TASK DIRECTIONS: Output the stretch of the records from the line containing "Question: What region does the mahogany wardrobe" through the line containing "[147,292,191,310]" as a JSON list of strings, one string per line, with blank lines left out.

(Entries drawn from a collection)
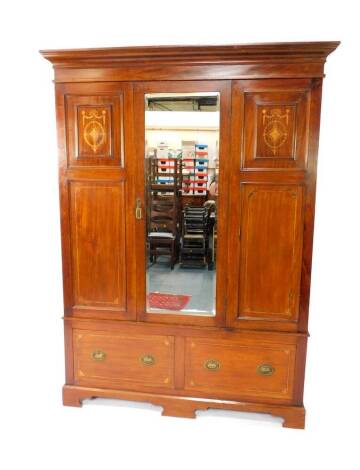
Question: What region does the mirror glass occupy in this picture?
[145,92,220,316]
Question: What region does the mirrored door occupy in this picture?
[137,83,231,321]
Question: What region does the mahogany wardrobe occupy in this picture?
[41,42,339,428]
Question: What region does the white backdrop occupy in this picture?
[0,0,360,470]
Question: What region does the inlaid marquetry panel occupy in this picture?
[238,184,304,321]
[65,92,124,166]
[70,182,126,311]
[242,80,310,169]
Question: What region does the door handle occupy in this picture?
[135,198,142,220]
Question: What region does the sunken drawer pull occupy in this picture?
[257,364,275,375]
[204,359,220,372]
[91,351,106,362]
[140,354,155,366]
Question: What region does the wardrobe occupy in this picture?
[41,42,339,428]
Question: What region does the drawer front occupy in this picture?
[73,330,174,390]
[185,338,296,400]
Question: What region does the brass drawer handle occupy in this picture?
[140,354,155,366]
[256,364,275,375]
[204,359,220,372]
[91,351,106,362]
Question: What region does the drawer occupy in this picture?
[185,338,296,400]
[73,330,174,390]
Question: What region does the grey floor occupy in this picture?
[146,257,216,315]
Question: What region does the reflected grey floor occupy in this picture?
[146,257,216,315]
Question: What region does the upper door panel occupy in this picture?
[65,88,124,167]
[234,80,310,170]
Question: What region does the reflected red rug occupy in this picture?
[147,292,191,310]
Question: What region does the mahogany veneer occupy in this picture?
[41,42,339,428]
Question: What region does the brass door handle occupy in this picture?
[91,351,106,362]
[135,198,142,220]
[204,359,220,372]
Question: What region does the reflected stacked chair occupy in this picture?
[148,157,182,269]
[180,206,209,268]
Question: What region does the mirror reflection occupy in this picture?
[145,92,220,315]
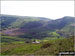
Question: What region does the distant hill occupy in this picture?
[0,15,75,38]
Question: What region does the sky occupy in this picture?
[1,1,74,19]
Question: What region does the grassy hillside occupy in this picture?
[1,37,74,55]
[0,15,75,55]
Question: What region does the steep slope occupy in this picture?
[0,15,75,39]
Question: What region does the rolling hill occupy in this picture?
[0,15,75,39]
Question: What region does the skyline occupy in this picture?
[1,1,74,19]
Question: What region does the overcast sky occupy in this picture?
[1,1,74,19]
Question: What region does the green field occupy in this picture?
[1,37,74,55]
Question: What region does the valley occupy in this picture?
[0,14,75,55]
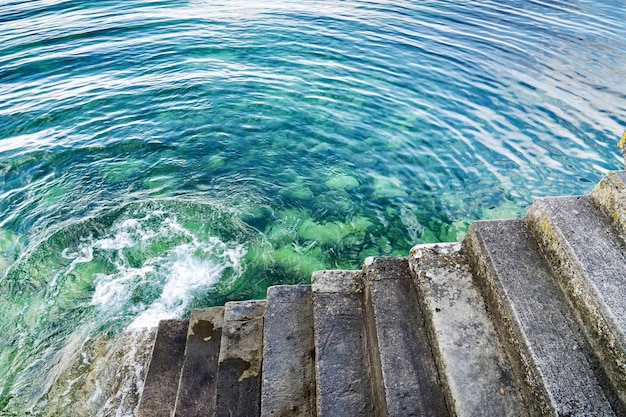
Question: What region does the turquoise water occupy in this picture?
[0,0,626,415]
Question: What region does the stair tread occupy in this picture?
[261,285,316,417]
[528,196,626,332]
[137,319,189,417]
[363,257,448,417]
[311,271,375,417]
[409,243,524,417]
[174,307,224,417]
[526,196,626,404]
[464,220,615,416]
[215,300,266,417]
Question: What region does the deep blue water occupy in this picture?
[0,0,626,415]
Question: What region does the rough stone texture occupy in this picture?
[591,171,626,239]
[312,271,372,417]
[409,243,528,417]
[261,285,316,417]
[215,301,265,417]
[463,220,616,416]
[174,307,224,417]
[363,257,448,417]
[526,196,626,410]
[137,319,189,417]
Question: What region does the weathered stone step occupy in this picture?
[261,285,316,417]
[409,243,528,417]
[591,171,626,238]
[363,257,448,417]
[174,307,224,417]
[311,271,372,417]
[137,319,189,417]
[215,300,266,417]
[464,220,619,416]
[526,196,626,410]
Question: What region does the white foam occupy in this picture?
[79,211,246,329]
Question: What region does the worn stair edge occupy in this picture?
[174,307,224,417]
[261,285,317,417]
[137,319,189,417]
[526,196,626,405]
[409,243,529,417]
[215,300,266,417]
[363,257,449,417]
[311,271,372,417]
[463,220,616,416]
[591,171,626,238]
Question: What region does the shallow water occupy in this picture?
[0,0,626,415]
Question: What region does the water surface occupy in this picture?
[0,0,626,416]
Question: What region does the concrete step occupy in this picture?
[363,257,448,417]
[311,271,372,417]
[526,196,626,410]
[174,307,224,417]
[137,319,189,417]
[215,300,266,417]
[409,243,529,417]
[591,171,626,238]
[261,285,316,417]
[463,220,619,416]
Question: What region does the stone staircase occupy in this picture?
[138,171,626,417]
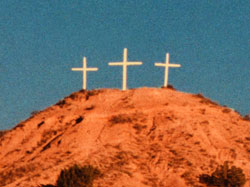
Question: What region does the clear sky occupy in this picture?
[0,0,250,129]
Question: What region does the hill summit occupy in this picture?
[0,88,250,187]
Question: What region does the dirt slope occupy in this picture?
[0,88,250,187]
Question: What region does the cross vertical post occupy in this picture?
[109,48,142,90]
[71,57,98,90]
[155,53,181,87]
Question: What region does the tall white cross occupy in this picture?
[71,57,98,90]
[155,53,181,87]
[109,48,142,90]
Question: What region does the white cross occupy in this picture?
[71,57,98,90]
[155,53,181,87]
[109,48,142,90]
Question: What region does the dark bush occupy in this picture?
[56,165,100,187]
[199,162,246,187]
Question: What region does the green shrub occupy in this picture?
[56,165,100,187]
[199,162,246,187]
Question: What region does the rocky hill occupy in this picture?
[0,88,250,187]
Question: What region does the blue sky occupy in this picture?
[0,0,250,129]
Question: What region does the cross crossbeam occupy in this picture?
[155,53,181,87]
[109,48,142,90]
[71,57,98,90]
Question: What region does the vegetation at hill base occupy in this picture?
[199,161,246,187]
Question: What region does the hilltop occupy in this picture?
[0,88,250,187]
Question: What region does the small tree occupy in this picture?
[56,164,100,187]
[199,162,246,187]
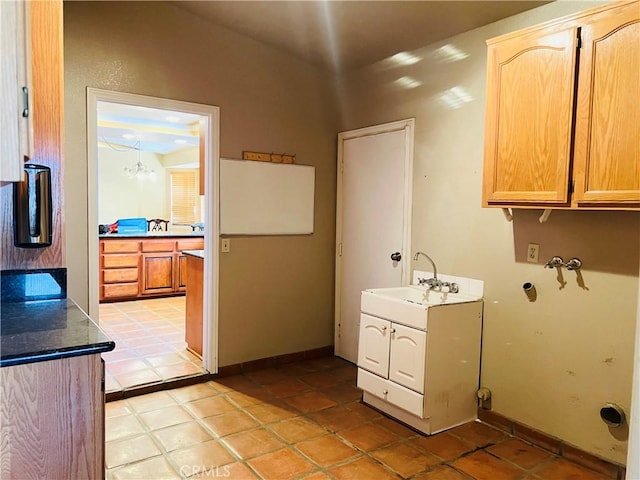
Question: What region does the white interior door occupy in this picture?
[335,119,414,363]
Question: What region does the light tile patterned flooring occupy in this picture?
[99,296,205,393]
[106,357,607,480]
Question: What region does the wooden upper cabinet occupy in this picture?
[484,28,578,204]
[483,0,640,209]
[574,2,640,206]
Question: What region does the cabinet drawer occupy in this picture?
[358,368,424,418]
[142,240,176,252]
[102,268,138,283]
[178,238,204,251]
[102,282,138,298]
[102,254,138,268]
[100,240,140,253]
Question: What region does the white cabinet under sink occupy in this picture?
[358,274,482,434]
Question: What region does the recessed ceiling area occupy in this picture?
[98,102,200,155]
[173,0,550,73]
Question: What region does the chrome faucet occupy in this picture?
[413,252,442,288]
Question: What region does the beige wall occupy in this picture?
[64,2,337,366]
[341,2,640,463]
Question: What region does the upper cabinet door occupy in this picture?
[574,2,640,206]
[483,26,578,206]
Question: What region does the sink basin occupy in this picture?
[360,285,482,330]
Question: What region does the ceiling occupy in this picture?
[173,0,549,73]
[96,0,549,155]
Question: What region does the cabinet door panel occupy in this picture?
[142,253,174,294]
[389,323,427,393]
[358,313,391,378]
[574,3,640,204]
[483,28,577,205]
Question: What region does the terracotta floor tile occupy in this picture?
[535,459,607,480]
[245,402,299,424]
[371,443,440,477]
[104,400,131,418]
[199,462,258,480]
[448,422,507,447]
[296,434,360,467]
[451,451,524,480]
[223,428,285,460]
[299,372,340,388]
[329,458,400,480]
[246,368,289,385]
[182,395,237,418]
[411,432,476,460]
[105,435,161,468]
[487,438,553,470]
[374,416,418,438]
[153,422,213,452]
[310,405,368,432]
[105,414,145,442]
[339,423,400,451]
[285,392,336,413]
[139,405,193,430]
[319,383,362,403]
[169,440,236,476]
[269,417,327,443]
[111,456,183,480]
[265,378,311,398]
[127,392,176,413]
[412,465,472,480]
[169,383,218,403]
[202,411,258,437]
[247,448,315,480]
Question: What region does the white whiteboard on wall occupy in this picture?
[220,158,316,235]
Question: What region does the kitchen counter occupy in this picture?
[0,298,115,367]
[99,231,204,239]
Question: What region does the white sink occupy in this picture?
[360,285,482,330]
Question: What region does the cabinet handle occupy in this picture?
[22,87,29,118]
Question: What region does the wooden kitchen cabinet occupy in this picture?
[483,0,640,210]
[0,354,105,479]
[100,237,204,301]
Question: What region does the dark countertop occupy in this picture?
[182,250,204,260]
[99,231,204,239]
[0,298,115,367]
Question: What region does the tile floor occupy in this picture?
[99,296,205,393]
[106,357,607,480]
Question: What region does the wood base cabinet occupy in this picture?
[0,354,105,480]
[100,237,204,301]
[483,0,640,210]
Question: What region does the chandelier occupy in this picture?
[123,140,156,179]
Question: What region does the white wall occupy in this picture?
[340,2,640,463]
[96,147,169,224]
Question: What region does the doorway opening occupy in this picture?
[87,88,219,393]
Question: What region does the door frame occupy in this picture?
[334,118,415,356]
[87,87,220,373]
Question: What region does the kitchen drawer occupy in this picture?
[142,240,176,252]
[102,268,138,283]
[358,368,424,418]
[102,254,138,268]
[102,282,138,298]
[178,238,204,251]
[100,240,140,253]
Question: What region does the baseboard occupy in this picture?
[105,345,334,402]
[478,408,626,480]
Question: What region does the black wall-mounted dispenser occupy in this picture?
[13,164,53,248]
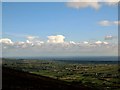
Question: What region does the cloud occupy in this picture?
[99,20,120,26]
[26,36,39,40]
[67,0,120,10]
[67,0,100,10]
[104,35,117,40]
[104,0,120,6]
[0,35,118,56]
[47,35,65,43]
[0,38,13,45]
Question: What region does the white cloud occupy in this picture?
[104,0,120,6]
[67,0,120,10]
[103,42,109,45]
[104,35,117,40]
[83,41,89,44]
[67,0,100,10]
[95,41,102,45]
[113,21,120,25]
[0,38,13,45]
[26,36,39,40]
[0,35,117,56]
[99,20,120,26]
[47,35,65,43]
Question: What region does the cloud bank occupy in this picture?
[99,20,120,26]
[67,0,119,10]
[0,35,118,57]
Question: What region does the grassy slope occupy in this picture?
[2,67,99,90]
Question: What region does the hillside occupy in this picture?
[2,67,98,90]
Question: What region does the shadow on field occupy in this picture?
[2,67,98,90]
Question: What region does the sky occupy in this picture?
[0,2,120,57]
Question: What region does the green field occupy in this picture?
[3,59,120,90]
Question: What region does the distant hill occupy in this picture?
[2,67,97,90]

IN RESPONSE:
[
  "Question: What region does the mahogany wardrobe occupy in this picture?",
  "[41,42,339,428]",
  "Question: What region does the white backdrop occupy in this picture?",
  "[0,0,360,470]",
  "Question: What region does the inlaid marquetry panel occupy in this picture?",
  "[238,184,304,321]",
  "[65,92,124,166]",
  "[70,182,126,311]",
  "[242,80,310,169]",
  "Question: What region does the door handle occupy in this picture?",
  "[135,198,142,220]",
  "Question: What region does the sunken drawer pull occupy in this picture?",
  "[257,364,275,375]",
  "[204,359,220,372]",
  "[91,351,106,362]",
  "[140,354,155,366]",
  "Question: What region does the wardrobe occupy in this picture?",
  "[41,42,339,428]",
  "Question: What region does the drawer front occupy in this picture?",
  "[73,330,174,390]",
  "[185,338,296,400]",
  "Question: What region does the brass drawer handle occupy in this picture?",
  "[140,354,155,366]",
  "[256,364,275,375]",
  "[204,359,220,372]",
  "[91,351,106,362]",
  "Question: What region does the drawer occupy in this picture?",
  "[185,338,296,400]",
  "[73,330,174,390]",
  "Question: What region does the grey floor occupy in this picture?",
  "[146,257,216,315]",
  "Question: What region does the reflected grey floor occupy in this picture?",
  "[146,257,216,315]",
  "Question: What region does the upper door panel occupy in this picture?",
  "[65,88,124,167]",
  "[234,80,310,170]",
  "Question: What region does the reflected red rug occupy in this picture?",
  "[147,292,191,310]"
]